> **Selected passage**
This means that it is up against some really strong rivals that have much more in the way of brand recognition and a long history with many of the customers that Maxus is looking to entice into the eDeliver 7.

It takes a simple approach in some senses – it is offering an impressive electric range, a selection of different body shapes and pricing that is designed to appeal to those who are after value for money. Add in to this the ever-growing network of Maxus dealers that are there to help support you once you’ve signed up to the brand, and the company is looking to remove the stumbling blocks between you and a new eDeliver 7.

What are the Maxus eDeliver 7’s rivals?

There are plenty of mid-size electric vans on sale already, and more on the way. This is little surprise as this is the category that features the biggest-selling models in the UK.

The Maxus eDeliver 7 goes up against some big names.

It’s the Stellantis brands that dominate the options though, with the Citroen e-Dispatch, Peugeot e-Expert, Fiat E-Scudo and Vauxhall Vivaro Electric all fundamentally the same van. They are all getting a major update in 2024, with their electric ranges increasing to a maximum of 224 miles. This is a relatively small jump though – they promised 211 miles before the facelift.

These four are joined by the Toyota Proace Electric. Toyota isn’t part of the Stellantis group, but it takes the same medium van and rebadges it. Being a Toyota comes with some plus points, though – you get to deal with its impressive dealers and you get the bonus of Toyota’s unrivalled 10-year warranty.

Other electric rivals include the Renault Trafic E-Tech, Mercedes eVito and Maxus’s own slightly smaller eDeliver 3. There is also the stylish Volkswagen ID.Buzz Cargo, which is also not as big inside as the rest of the medium van class.

Ford is entering the market in 2024, with the Ford E-Transit Custom. This promises a range of 236 miles and all the positives that comes with the excellent new Custom.

The Volkswagen Transporter is the same fundamental van these days, so the next generation will also come with an electric version when it goes on sale in 2025.

What versions of the Maxus eDeliver 7 are there?

There is only the one trim of eDeliver 7 available, but this doesn’t mean you are stuck for choice. There are two battery options and two lengths and heights on offer.

There are multiple versions of eDeliver 7 to choose from.

Not all combinations of length and height are available though, with three sizes to pick from. There is a short/low L1H1, a long/low L2H1 and a long/high L2H2. Both batteries – a 77kWh and 88.55kWh – are offered on all three sizes.

> **Things to do**
• 1. Decide whether each statement agrees with the passage on the Maxus eDeliver 7. For each one, answer yes or no and quote the words from the passage that decide it.
(a) The Stellantis vans promised 211 miles of range before their facelift.
(b) Toyota is part of the Stellantis group.
(c) The eDeliver 7 is sold in more than one trim.
• 2. Use the passage on the Maxus eDeliver 7 to answer these questions.
(a) What range does the Ford E-Transit Custom promise?
(b) How long is Toyota's warranty?
(c) What are the two battery sizes offered on the eDeliver 7?
• 3. Rewrite the part of the passage on the Maxus eDeliver 7 that begins with the words "What are the" and ends with "models in the UK.". Change "mid-size" to "medium".

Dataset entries
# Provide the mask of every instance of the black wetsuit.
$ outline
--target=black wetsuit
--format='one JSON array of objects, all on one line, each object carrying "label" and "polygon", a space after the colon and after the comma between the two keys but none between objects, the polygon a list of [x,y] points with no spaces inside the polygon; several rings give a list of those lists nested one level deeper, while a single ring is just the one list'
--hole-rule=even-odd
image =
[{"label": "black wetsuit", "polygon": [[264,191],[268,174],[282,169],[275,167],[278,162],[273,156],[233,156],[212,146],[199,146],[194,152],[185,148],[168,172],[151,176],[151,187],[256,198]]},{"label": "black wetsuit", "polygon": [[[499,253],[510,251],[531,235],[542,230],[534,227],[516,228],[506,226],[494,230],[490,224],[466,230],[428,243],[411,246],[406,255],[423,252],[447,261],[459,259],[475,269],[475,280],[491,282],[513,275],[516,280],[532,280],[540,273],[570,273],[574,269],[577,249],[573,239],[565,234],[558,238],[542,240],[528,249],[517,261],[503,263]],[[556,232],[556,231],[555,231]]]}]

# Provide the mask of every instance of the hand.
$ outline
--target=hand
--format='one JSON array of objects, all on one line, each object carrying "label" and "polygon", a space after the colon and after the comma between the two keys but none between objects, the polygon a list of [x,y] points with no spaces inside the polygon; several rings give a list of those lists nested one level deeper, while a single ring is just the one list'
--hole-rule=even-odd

> **Per-task answers**
• 1.
(a) Yes: "they promised 211 miles before the facelift"
(b) No: "Toyota isn’t part of the Stellantis group"
(c) No: "There is only the one trim of eDeliver 7 available"

• 2.
(a) 236 miles
(b) 10 years
(c) 77kWh and 88.55kWh

• 3.
What are the Maxus eDeliver 7’s rivals?

There are plenty of medium electric vans on sale already, and more on the way. This is little surprise as this is the category that features the biggest-selling models in the UK.